REQUIRED WORK
Count the lines in the listing below that contain the string "skirt", treating case as significant, and give only the number.

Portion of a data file
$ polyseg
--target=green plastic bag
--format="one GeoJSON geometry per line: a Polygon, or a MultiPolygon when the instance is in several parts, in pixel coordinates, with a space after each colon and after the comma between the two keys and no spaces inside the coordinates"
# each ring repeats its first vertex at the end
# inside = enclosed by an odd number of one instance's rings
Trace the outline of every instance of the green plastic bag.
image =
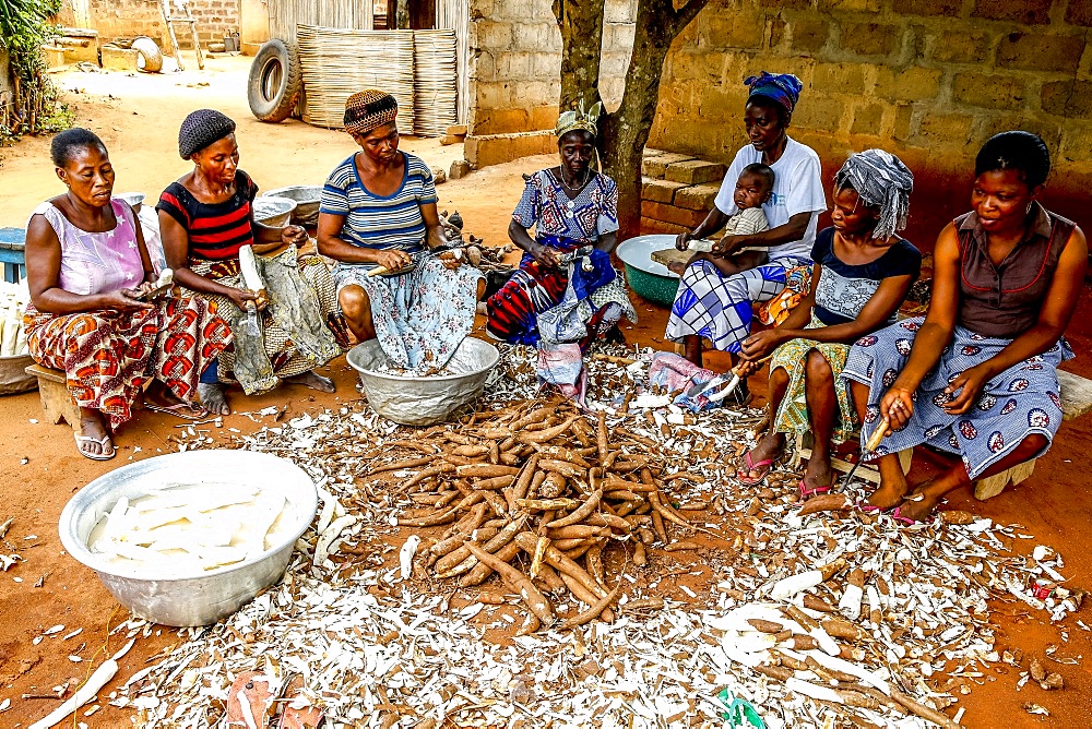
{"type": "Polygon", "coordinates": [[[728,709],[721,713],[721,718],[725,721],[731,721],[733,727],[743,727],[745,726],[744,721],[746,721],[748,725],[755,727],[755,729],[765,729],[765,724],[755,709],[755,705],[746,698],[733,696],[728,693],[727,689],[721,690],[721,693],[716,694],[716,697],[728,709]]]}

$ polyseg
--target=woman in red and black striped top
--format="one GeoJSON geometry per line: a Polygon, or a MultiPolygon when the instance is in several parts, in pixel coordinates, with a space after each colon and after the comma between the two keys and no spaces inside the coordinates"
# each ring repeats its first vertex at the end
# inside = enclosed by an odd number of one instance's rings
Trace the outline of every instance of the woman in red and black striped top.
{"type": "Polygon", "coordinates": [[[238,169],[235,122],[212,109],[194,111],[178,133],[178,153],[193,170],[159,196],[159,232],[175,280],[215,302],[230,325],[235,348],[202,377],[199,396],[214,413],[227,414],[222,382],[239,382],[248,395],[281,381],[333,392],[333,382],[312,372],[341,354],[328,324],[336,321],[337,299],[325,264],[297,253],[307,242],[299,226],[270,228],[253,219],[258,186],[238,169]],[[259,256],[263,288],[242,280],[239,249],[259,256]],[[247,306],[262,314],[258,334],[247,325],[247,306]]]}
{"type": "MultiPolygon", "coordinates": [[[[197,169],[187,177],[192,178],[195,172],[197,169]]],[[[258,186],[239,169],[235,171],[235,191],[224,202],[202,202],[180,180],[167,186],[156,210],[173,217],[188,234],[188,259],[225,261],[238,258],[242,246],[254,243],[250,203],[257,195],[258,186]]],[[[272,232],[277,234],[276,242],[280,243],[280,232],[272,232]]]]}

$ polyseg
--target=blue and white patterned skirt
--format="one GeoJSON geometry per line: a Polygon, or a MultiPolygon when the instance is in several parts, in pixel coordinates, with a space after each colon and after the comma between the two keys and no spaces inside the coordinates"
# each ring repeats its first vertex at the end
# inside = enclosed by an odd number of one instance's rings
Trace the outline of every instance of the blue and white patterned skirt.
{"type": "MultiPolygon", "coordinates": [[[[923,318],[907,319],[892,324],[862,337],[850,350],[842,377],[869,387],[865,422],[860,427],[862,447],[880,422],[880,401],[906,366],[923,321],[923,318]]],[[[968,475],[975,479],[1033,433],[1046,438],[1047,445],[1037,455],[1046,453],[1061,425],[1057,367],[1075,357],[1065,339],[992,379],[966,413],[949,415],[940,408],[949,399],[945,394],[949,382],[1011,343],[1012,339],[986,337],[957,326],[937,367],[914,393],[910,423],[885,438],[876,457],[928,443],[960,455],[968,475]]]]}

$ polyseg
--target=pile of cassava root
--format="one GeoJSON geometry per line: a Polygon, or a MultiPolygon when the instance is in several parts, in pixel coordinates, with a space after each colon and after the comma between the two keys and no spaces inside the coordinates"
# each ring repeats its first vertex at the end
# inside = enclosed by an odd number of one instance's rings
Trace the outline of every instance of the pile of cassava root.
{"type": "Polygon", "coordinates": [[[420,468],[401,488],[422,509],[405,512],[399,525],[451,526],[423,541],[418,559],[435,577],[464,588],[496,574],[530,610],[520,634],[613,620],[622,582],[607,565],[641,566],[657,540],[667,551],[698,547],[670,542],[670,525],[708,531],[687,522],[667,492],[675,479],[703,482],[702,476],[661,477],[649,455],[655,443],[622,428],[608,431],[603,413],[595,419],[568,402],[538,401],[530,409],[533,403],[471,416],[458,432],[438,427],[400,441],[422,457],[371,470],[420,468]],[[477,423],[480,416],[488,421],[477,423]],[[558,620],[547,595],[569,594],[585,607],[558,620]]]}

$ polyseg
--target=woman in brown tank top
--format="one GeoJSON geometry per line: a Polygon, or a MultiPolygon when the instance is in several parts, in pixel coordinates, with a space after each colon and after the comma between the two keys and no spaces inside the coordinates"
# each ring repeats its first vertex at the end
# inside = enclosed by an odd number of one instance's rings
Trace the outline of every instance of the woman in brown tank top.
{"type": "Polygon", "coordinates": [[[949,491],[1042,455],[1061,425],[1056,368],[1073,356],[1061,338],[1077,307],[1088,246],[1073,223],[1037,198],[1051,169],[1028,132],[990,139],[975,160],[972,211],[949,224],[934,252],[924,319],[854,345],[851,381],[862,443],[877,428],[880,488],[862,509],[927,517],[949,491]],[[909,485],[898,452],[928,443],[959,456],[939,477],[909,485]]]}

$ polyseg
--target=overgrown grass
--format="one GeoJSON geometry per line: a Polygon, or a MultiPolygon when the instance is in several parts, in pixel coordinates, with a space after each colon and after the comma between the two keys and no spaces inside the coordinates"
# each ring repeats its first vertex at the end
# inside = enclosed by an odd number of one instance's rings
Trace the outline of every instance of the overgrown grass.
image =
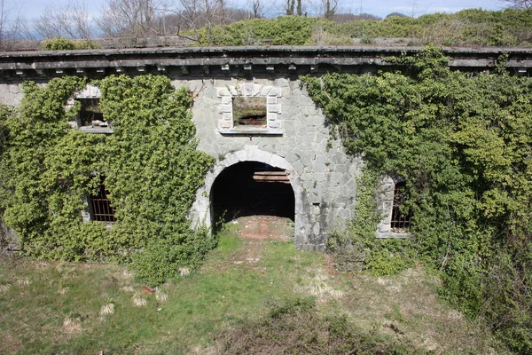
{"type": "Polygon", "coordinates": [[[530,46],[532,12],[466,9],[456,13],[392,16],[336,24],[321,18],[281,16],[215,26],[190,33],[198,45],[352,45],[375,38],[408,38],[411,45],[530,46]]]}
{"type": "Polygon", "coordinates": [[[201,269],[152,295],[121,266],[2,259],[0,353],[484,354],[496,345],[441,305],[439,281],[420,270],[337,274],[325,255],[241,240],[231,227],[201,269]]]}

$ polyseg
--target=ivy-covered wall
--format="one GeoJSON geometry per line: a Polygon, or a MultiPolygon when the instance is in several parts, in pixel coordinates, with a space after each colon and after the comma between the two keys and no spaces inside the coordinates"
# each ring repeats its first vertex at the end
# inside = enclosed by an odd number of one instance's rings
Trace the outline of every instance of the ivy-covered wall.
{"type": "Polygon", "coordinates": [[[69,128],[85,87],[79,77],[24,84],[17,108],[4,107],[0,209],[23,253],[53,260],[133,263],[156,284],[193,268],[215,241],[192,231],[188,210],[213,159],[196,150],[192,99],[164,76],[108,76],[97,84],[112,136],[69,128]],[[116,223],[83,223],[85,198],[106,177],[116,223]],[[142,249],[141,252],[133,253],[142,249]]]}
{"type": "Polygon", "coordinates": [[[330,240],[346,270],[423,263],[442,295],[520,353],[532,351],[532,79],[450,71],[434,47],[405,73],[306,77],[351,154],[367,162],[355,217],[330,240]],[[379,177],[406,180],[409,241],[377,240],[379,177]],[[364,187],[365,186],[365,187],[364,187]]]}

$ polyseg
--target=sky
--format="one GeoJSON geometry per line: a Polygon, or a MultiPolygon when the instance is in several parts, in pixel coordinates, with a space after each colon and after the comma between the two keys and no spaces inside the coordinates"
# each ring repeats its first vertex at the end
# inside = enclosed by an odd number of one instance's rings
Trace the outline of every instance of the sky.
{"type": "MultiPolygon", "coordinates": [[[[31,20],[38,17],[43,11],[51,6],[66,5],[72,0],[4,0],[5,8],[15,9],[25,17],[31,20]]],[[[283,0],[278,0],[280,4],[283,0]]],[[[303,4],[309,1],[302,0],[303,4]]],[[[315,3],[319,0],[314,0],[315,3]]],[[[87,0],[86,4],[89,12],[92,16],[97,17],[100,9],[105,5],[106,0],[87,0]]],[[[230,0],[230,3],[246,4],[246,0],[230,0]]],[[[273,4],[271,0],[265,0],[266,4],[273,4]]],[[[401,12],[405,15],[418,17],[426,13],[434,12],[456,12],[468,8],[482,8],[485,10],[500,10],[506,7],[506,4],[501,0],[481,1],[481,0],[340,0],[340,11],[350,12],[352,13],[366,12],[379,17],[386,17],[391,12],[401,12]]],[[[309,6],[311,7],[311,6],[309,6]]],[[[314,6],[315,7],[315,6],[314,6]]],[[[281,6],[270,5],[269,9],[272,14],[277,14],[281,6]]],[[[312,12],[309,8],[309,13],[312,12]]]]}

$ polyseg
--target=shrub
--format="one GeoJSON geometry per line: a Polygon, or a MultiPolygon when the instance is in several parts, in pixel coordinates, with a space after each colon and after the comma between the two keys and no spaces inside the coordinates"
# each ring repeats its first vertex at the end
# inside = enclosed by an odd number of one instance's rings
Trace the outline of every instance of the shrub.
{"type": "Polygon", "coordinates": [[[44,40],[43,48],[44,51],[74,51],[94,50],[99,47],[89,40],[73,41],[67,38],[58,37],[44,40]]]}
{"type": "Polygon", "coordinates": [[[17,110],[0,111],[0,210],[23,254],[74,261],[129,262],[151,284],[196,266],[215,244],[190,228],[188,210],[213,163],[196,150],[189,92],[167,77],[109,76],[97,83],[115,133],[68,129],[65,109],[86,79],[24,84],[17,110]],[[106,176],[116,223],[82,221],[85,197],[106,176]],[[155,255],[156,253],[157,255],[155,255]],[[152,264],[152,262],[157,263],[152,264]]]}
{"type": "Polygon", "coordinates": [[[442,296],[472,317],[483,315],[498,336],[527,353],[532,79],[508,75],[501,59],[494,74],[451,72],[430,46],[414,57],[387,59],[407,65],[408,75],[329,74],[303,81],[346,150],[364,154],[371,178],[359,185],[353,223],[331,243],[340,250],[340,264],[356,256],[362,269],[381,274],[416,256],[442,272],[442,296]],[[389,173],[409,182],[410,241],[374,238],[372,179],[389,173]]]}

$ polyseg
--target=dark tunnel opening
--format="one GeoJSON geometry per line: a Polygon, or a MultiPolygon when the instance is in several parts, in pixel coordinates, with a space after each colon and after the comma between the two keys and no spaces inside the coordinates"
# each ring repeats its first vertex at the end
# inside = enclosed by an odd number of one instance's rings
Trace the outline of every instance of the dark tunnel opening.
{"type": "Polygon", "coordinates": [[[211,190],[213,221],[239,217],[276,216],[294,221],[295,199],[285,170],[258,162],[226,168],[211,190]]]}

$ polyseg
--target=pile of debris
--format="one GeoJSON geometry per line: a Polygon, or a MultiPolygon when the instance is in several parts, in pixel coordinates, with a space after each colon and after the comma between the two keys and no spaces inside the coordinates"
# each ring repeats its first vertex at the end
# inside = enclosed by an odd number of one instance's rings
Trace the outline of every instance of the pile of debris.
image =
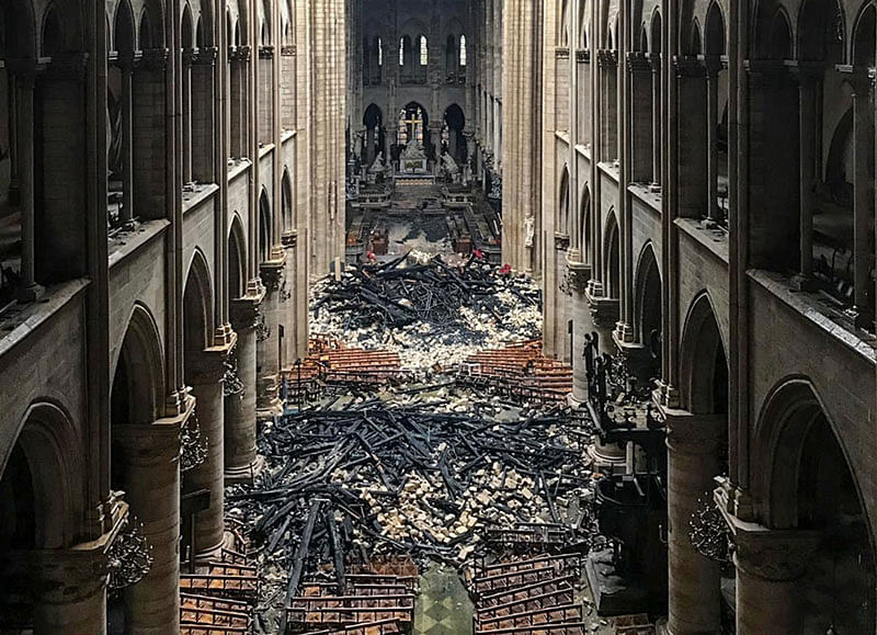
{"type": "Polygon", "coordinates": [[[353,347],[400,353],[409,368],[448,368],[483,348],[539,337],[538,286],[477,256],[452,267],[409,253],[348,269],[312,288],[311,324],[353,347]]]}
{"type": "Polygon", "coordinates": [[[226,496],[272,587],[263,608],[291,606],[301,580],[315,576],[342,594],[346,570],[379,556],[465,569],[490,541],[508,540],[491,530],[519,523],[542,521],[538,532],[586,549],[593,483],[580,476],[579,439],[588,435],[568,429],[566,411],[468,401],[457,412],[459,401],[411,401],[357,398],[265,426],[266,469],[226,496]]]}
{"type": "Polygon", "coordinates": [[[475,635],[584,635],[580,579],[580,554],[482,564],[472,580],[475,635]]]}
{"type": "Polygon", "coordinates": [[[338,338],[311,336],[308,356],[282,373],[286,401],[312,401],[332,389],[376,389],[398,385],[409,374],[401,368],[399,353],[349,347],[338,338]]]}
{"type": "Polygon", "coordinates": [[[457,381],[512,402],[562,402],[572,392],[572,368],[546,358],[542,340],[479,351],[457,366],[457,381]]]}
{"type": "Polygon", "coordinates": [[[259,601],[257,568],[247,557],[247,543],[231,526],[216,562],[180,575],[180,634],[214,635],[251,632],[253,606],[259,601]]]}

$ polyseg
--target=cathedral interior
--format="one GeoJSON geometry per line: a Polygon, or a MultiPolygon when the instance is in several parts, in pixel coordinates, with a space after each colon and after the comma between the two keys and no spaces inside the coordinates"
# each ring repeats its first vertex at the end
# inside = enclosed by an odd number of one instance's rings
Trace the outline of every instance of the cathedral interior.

FINAL RESULT
2